GOAL = Transcribe precisely those lines of the listing that fall between the line containing "If you would be willing to indicate the small" and the last line, inclusive of both.

┌─ DATASET RECORDS

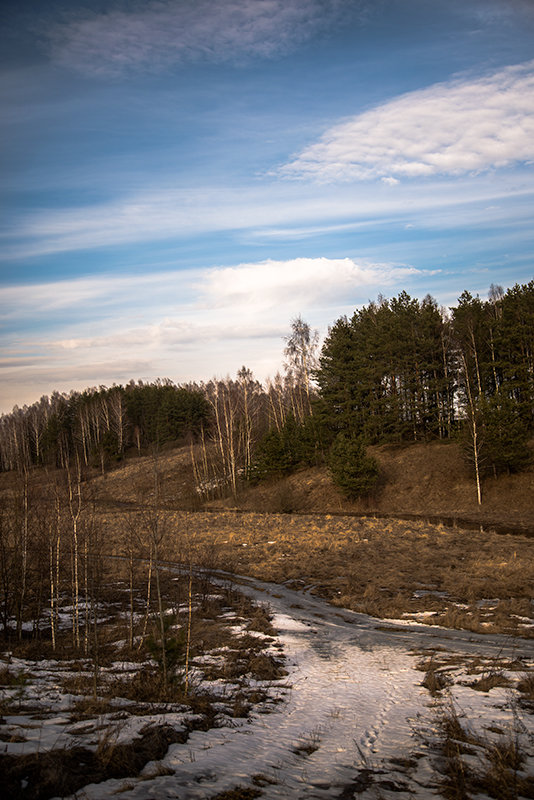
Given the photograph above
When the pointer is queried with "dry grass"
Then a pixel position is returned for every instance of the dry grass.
(386, 568)
(500, 761)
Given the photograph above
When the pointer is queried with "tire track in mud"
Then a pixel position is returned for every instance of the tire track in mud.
(352, 703)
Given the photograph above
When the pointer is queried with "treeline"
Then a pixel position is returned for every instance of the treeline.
(99, 425)
(398, 370)
(406, 370)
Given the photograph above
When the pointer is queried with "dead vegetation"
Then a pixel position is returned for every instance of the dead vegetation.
(479, 581)
(471, 764)
(229, 653)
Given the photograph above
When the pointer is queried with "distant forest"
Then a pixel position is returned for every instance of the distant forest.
(399, 370)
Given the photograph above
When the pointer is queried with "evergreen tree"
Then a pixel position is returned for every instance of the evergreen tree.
(355, 472)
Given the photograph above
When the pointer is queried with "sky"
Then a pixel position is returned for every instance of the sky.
(179, 179)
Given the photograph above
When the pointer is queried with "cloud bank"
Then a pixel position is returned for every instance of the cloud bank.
(183, 325)
(154, 36)
(447, 129)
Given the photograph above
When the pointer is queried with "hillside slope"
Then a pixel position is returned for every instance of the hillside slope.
(423, 479)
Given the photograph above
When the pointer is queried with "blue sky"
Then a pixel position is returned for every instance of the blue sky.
(181, 178)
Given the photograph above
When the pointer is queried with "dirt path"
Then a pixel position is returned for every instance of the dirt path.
(350, 722)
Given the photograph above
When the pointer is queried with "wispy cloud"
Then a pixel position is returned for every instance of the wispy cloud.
(450, 128)
(185, 325)
(153, 36)
(270, 209)
(182, 297)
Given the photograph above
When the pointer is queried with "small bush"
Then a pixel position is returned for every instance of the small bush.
(351, 468)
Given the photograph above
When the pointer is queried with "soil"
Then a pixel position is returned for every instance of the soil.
(423, 480)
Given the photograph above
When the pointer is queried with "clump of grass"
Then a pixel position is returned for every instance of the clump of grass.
(489, 681)
(526, 686)
(435, 680)
(238, 793)
(501, 760)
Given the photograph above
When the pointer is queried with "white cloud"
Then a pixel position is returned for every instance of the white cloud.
(301, 282)
(156, 35)
(179, 297)
(275, 209)
(462, 126)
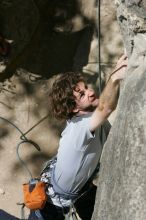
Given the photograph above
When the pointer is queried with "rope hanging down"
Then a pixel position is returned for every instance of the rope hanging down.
(99, 48)
(24, 139)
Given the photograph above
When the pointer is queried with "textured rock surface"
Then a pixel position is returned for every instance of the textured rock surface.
(122, 180)
(46, 37)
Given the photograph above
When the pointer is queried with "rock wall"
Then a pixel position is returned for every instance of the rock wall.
(45, 38)
(122, 179)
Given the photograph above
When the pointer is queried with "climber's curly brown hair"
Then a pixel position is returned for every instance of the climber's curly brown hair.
(62, 100)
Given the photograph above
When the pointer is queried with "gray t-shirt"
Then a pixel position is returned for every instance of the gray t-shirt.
(78, 154)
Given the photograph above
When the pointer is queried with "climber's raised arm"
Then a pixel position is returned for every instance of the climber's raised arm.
(109, 97)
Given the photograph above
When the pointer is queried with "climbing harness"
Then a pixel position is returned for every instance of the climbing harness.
(34, 191)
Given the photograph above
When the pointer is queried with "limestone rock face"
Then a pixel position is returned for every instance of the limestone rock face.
(122, 179)
(46, 38)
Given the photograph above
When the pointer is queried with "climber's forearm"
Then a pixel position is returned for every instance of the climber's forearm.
(109, 97)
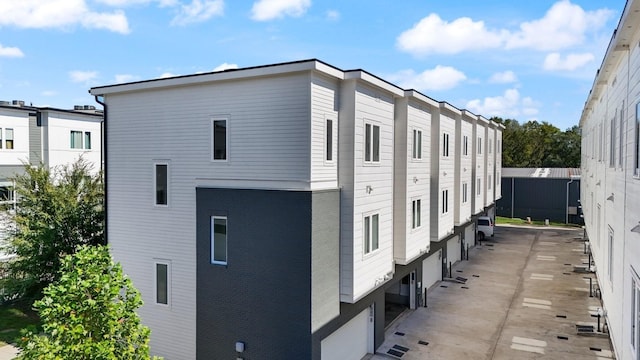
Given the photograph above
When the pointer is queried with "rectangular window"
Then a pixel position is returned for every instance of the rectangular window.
(417, 144)
(370, 233)
(464, 192)
(162, 283)
(162, 183)
(9, 141)
(416, 205)
(219, 139)
(372, 143)
(329, 140)
(87, 140)
(636, 157)
(445, 201)
(621, 136)
(76, 139)
(612, 144)
(445, 144)
(219, 240)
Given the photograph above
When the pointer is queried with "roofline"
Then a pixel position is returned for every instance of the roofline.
(229, 74)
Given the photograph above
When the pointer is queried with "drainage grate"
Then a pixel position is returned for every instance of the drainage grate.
(395, 353)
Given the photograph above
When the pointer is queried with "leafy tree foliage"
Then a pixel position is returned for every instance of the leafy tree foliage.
(535, 144)
(56, 211)
(88, 313)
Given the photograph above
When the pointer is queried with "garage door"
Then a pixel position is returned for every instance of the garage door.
(350, 342)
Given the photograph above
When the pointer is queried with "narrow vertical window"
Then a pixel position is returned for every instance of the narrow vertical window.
(219, 240)
(220, 139)
(416, 205)
(9, 141)
(76, 139)
(372, 143)
(417, 144)
(162, 283)
(371, 242)
(329, 140)
(162, 182)
(87, 140)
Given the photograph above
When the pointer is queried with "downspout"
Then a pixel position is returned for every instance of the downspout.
(103, 165)
(566, 209)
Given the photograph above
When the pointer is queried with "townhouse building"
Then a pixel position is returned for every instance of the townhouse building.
(281, 211)
(610, 181)
(53, 137)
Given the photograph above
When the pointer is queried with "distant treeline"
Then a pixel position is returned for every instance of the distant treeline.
(535, 144)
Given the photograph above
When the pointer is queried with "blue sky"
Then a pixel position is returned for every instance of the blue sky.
(527, 60)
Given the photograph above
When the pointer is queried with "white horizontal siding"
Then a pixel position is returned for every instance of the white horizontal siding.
(269, 140)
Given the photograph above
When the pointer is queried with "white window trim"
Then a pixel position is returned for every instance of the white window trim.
(157, 262)
(167, 163)
(364, 143)
(333, 140)
(212, 142)
(371, 251)
(211, 239)
(417, 133)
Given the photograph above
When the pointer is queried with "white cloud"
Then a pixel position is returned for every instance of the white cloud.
(10, 52)
(439, 78)
(37, 14)
(333, 15)
(555, 62)
(510, 104)
(504, 77)
(264, 10)
(434, 35)
(123, 78)
(198, 11)
(225, 66)
(83, 76)
(564, 25)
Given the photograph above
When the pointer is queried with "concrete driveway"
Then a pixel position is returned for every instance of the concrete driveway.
(522, 300)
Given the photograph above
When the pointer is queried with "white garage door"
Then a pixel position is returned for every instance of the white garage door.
(352, 341)
(431, 270)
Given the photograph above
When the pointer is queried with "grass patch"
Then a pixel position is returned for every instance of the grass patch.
(14, 318)
(518, 221)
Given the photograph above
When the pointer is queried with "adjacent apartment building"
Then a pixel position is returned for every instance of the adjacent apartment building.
(53, 137)
(285, 211)
(610, 188)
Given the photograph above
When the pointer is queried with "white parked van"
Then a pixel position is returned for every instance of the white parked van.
(485, 227)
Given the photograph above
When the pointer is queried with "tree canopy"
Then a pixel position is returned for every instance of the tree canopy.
(88, 313)
(57, 210)
(535, 144)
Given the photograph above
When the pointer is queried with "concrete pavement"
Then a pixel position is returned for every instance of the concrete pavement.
(522, 300)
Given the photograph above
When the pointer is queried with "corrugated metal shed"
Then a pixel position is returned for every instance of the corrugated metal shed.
(549, 173)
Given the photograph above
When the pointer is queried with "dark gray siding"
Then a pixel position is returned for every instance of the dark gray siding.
(538, 198)
(263, 296)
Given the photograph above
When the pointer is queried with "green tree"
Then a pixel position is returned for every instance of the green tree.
(88, 313)
(57, 210)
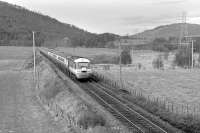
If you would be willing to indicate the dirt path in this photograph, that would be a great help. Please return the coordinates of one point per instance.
(19, 110)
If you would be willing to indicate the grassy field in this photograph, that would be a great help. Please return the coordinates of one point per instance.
(12, 53)
(178, 86)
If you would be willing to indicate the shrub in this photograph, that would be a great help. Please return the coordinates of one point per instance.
(158, 63)
(183, 57)
(90, 119)
(125, 57)
(100, 129)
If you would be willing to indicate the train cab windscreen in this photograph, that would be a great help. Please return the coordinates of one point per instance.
(81, 65)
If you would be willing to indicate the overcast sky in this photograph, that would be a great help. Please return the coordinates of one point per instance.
(116, 16)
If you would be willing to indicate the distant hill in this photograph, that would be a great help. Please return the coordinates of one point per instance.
(17, 24)
(167, 31)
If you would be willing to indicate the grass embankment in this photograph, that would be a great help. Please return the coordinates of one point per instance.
(185, 122)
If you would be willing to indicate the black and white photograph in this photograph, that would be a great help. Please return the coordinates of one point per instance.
(99, 66)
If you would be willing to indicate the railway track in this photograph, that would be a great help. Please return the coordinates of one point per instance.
(132, 119)
(118, 107)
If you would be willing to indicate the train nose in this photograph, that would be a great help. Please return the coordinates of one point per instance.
(84, 69)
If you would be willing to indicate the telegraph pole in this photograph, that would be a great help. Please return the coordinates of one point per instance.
(192, 53)
(120, 64)
(34, 69)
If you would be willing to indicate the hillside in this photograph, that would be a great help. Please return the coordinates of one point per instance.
(17, 24)
(167, 31)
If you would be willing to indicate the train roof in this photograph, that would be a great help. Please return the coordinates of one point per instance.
(78, 59)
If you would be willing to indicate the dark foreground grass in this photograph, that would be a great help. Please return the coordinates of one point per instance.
(186, 123)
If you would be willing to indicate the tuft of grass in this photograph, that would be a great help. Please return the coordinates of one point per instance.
(100, 129)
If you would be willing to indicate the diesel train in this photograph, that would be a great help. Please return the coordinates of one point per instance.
(78, 66)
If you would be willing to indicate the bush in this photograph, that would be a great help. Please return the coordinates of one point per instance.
(158, 63)
(90, 119)
(125, 57)
(183, 57)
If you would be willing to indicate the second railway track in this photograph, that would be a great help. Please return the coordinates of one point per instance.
(132, 119)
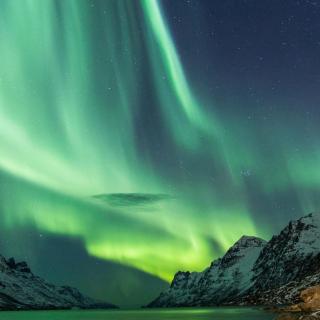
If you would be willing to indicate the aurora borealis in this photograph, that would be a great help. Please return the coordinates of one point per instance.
(153, 134)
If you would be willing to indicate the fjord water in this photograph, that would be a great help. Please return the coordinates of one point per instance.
(144, 314)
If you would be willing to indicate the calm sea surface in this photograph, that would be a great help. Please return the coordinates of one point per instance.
(169, 314)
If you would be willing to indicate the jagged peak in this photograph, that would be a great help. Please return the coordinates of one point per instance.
(249, 241)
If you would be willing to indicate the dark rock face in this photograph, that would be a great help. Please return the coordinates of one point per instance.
(254, 271)
(226, 277)
(21, 289)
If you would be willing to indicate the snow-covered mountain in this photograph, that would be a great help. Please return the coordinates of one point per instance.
(225, 278)
(21, 289)
(254, 271)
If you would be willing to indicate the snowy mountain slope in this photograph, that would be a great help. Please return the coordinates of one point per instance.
(21, 289)
(254, 271)
(226, 277)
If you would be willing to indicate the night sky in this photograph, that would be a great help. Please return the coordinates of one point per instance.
(143, 137)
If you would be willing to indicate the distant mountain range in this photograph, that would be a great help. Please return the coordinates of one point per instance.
(21, 289)
(254, 271)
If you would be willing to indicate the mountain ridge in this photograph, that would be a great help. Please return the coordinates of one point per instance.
(254, 271)
(20, 289)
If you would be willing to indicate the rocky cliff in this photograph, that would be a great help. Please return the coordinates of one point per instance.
(21, 289)
(254, 271)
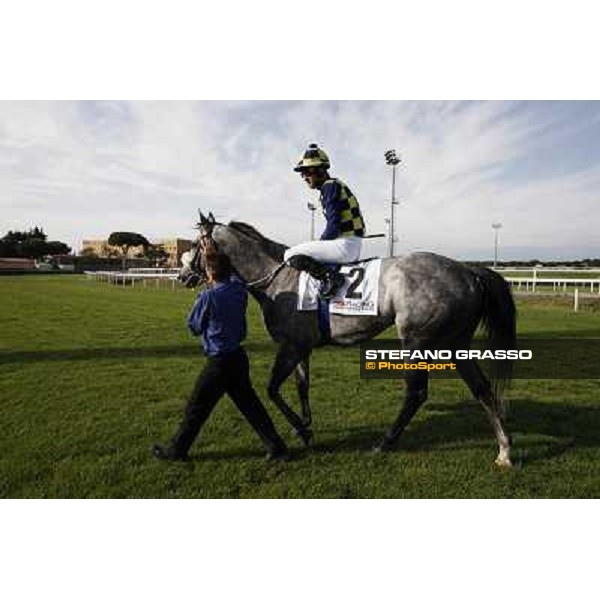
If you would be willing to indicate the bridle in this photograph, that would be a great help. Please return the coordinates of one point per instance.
(206, 245)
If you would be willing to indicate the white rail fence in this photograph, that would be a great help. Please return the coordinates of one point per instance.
(140, 277)
(531, 284)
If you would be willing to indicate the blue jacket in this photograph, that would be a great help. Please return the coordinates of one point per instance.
(219, 316)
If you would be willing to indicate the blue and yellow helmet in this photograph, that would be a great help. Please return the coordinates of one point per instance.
(313, 157)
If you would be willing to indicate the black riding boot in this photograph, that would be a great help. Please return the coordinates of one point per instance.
(331, 281)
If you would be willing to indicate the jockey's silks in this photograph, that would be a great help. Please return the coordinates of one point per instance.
(341, 211)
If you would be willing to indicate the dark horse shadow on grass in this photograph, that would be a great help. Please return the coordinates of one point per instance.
(542, 430)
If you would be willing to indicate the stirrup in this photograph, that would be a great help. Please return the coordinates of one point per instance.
(331, 285)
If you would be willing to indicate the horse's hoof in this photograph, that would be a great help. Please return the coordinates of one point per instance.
(305, 435)
(383, 446)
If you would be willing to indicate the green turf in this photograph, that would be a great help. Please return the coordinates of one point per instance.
(91, 374)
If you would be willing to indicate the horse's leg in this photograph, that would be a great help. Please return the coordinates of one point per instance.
(302, 373)
(480, 387)
(288, 357)
(416, 394)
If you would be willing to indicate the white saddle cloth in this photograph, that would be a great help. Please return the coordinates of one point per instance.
(358, 296)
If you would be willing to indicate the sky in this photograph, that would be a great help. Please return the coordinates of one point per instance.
(84, 169)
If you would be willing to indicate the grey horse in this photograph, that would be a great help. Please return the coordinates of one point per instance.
(433, 301)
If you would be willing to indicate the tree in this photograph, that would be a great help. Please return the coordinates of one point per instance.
(30, 244)
(126, 240)
(157, 254)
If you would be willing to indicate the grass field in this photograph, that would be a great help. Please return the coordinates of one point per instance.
(91, 374)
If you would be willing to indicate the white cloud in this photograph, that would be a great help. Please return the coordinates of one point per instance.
(86, 169)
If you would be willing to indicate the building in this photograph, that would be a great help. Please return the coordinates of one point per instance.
(174, 247)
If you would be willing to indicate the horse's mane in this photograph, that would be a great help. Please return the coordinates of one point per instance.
(273, 249)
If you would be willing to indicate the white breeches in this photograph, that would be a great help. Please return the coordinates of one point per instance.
(338, 251)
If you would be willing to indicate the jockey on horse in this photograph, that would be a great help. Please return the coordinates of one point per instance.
(342, 239)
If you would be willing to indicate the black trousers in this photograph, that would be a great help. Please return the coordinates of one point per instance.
(229, 374)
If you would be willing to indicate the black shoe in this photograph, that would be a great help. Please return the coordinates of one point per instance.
(331, 285)
(167, 453)
(279, 454)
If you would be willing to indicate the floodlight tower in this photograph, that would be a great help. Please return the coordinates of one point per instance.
(495, 227)
(311, 207)
(392, 160)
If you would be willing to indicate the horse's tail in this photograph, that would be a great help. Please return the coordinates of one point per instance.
(499, 321)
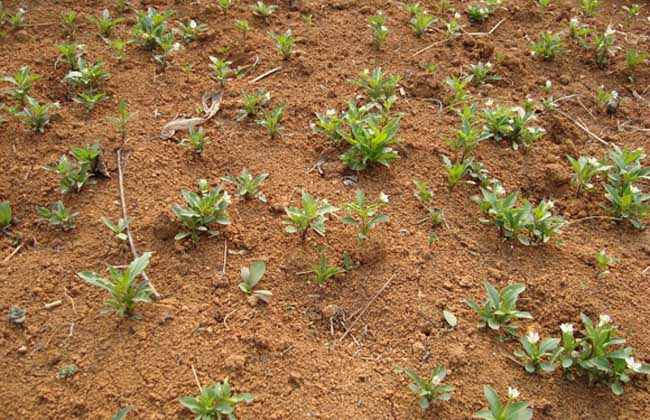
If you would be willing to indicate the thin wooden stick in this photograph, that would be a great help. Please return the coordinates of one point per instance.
(363, 311)
(263, 75)
(120, 179)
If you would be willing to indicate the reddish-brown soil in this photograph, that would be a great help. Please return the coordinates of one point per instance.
(285, 353)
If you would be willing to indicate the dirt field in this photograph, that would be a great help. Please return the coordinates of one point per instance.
(290, 354)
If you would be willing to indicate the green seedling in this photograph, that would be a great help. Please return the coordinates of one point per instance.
(124, 287)
(511, 410)
(58, 215)
(365, 216)
(203, 209)
(499, 310)
(247, 185)
(431, 389)
(249, 279)
(215, 402)
(118, 228)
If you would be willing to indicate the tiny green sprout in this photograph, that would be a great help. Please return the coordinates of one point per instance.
(122, 119)
(422, 192)
(271, 120)
(196, 140)
(263, 10)
(247, 185)
(89, 100)
(511, 410)
(216, 402)
(204, 208)
(323, 271)
(421, 23)
(584, 169)
(432, 389)
(67, 371)
(22, 82)
(458, 87)
(499, 310)
(221, 70)
(226, 4)
(310, 216)
(363, 215)
(284, 43)
(379, 29)
(538, 357)
(604, 262)
(6, 215)
(35, 115)
(548, 46)
(191, 31)
(119, 48)
(57, 214)
(457, 171)
(69, 22)
(16, 315)
(482, 73)
(118, 228)
(125, 289)
(105, 23)
(243, 26)
(590, 7)
(633, 59)
(70, 53)
(250, 277)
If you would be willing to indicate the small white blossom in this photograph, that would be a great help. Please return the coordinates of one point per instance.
(513, 393)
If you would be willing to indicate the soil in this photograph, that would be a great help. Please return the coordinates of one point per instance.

└─

TASK RESULT =
If you would be willing to indicate the small white blossom in this photograph, that would be a great help. Please return the coordinates of one point per instance.
(513, 393)
If you would be willing to indicate the soil in this photograph, that would be a great help. Please return the coordinates of one point per instance.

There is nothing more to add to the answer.